• _Document passage_
○ ○ ○ ○ ○ ○ ○
Encryption and tokenization
Encryption protects payment information while it travels across the internet. Secure websites use HTTPS and SSL/TLS protocols to encrypt data between the customer’s browser and the server. This prevents sensitive details such as card numbers from being intercepted during transmission. Ecommerce businesses can strengthen this protection by learning how to choose the best SSL certificate.
Tokenization adds another layer of protection. Instead of storing the actual card number, the system replaces it with a unique token that represents the payment information. Even if a system were compromised, the token would be useless without the secure system that generated it.
3D Secure and two-factor authentication
3D Secure is an authentication protocol that verifies a cardholder’s identity before completing an online payment. Programs such as Visa Secure and Mastercard ID Check use this technology to add an extra verification step during checkout.
Customers may be asked to confirm their identity using a one-time passcode, biometric verification, or another form of two-factor authentication. This helps reduce fraud and unauthorized transactions while providing stronger protection for both businesses and customers.
Chargeback management strategies
A chargeback occurs when a customer disputes a transaction with their bank and requests that the payment be reversed. This differs from a refund, which happens when a business voluntarily returns money to a customer after a purchase.
Chargebacks can lead to additional fees and may negatively affect a merchant’s standing with payment processors if they occur frequently. Ecommerce stores can reduce chargebacks by maintaining clear product descriptions, providing transparent return policies, using fraud detection tools, and offering responsive customer support. To learn more, read this guide on what is a chargeback.
How to choose the right ecommerce payment processor
Your ecommerce payment processor can directly impact your revenue, costs, customer experience, and daily operations. There is no one-size-fits-all solution; the best processor depends on your business model, size, location, and customer preferences.
Assessment checklist for your business needs
Before choosing a payment processor, it helps to evaluate how your business operates. Ask yourself:
- What is your expected monthly or annual transaction volume?
- What is your average transaction value?
- What types of products or services do you sell?
- Is your business considered standard-risk or high-risk?
- Where are your customers located: domestic, international, or both?
- What sales channels do you use, such as your website, marketplaces, social platforms, or in-person sales?
- Do you need recurring billing or subscription payments?
○ ○ ○ ○ ○ ○ ○
• _Data in this exercise_

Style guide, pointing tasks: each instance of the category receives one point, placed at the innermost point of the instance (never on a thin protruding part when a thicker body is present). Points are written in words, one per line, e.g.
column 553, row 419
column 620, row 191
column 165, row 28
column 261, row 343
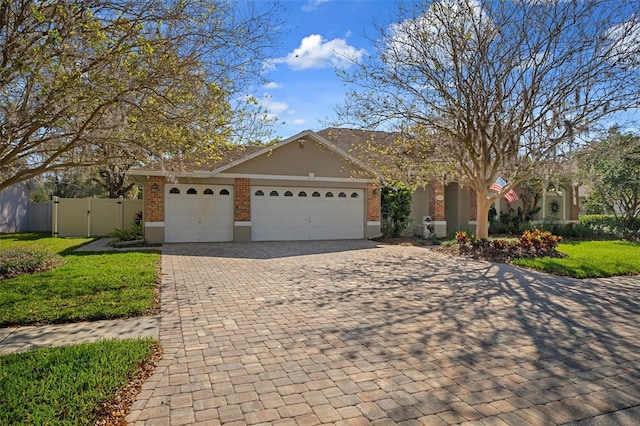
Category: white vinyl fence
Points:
○ ○ ○ ○ ○ ○ ○
• _What this exercise asks_
(a) According to the payment security passage, what does tokenization put in place of the actual card number?
(b) Swap "innermost" for "central" in the rows running from the first row up to and including the line with "column 261, row 343", and give back only those lines.
These rows are unrelated to the payment security passage.

• _The replies_
(a) A unique token that represents the payment information.

(b)
Style guide, pointing tasks: each instance of the category receives one point, placed at the central point of the instance (never on a thin protruding part when a thicker body is present). Points are written in words, one per line, e.g.
column 553, row 419
column 620, row 191
column 165, row 28
column 261, row 343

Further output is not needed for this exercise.